Data pulled from a collection
****
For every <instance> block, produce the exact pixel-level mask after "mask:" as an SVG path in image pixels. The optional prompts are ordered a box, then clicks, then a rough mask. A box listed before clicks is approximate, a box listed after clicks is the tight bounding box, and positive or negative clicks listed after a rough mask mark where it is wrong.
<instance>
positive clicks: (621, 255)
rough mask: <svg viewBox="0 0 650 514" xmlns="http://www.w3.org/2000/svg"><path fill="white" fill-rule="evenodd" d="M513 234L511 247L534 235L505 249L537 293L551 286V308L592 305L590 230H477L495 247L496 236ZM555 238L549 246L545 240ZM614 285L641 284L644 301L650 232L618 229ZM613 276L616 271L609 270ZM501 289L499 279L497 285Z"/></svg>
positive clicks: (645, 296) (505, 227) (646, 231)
****
Present the lines above as a Markdown table with two columns, Row and Line, numbering each row and skipping any blank lines.

--- Reply ---
| Row | Line |
|---|---|
| 1 | For every <instance> block, produce the exact pixel-level mask after "mask:" as an SVG path in image pixels. The optional prompts are ordered a box, then clicks, then a rough mask. A box listed before clicks is approximate, a box listed after clicks is the tight bounding box, and positive or negative clicks listed after a rough mask mark where it is wrong. |
| 2 | <instance> |
| 3 | positive clicks: (621, 255) |
| 4 | rough mask: <svg viewBox="0 0 650 514" xmlns="http://www.w3.org/2000/svg"><path fill="white" fill-rule="evenodd" d="M513 234L511 247L534 235L505 249L537 293L551 286V308L592 305L590 230H477L495 247L496 236ZM555 238L549 246L545 240ZM614 285L641 284L644 301L650 232L618 229ZM613 276L616 271L609 270ZM501 289L499 279L497 285Z"/></svg> |
| 5 | positive clicks: (645, 296) (505, 227) (646, 231) |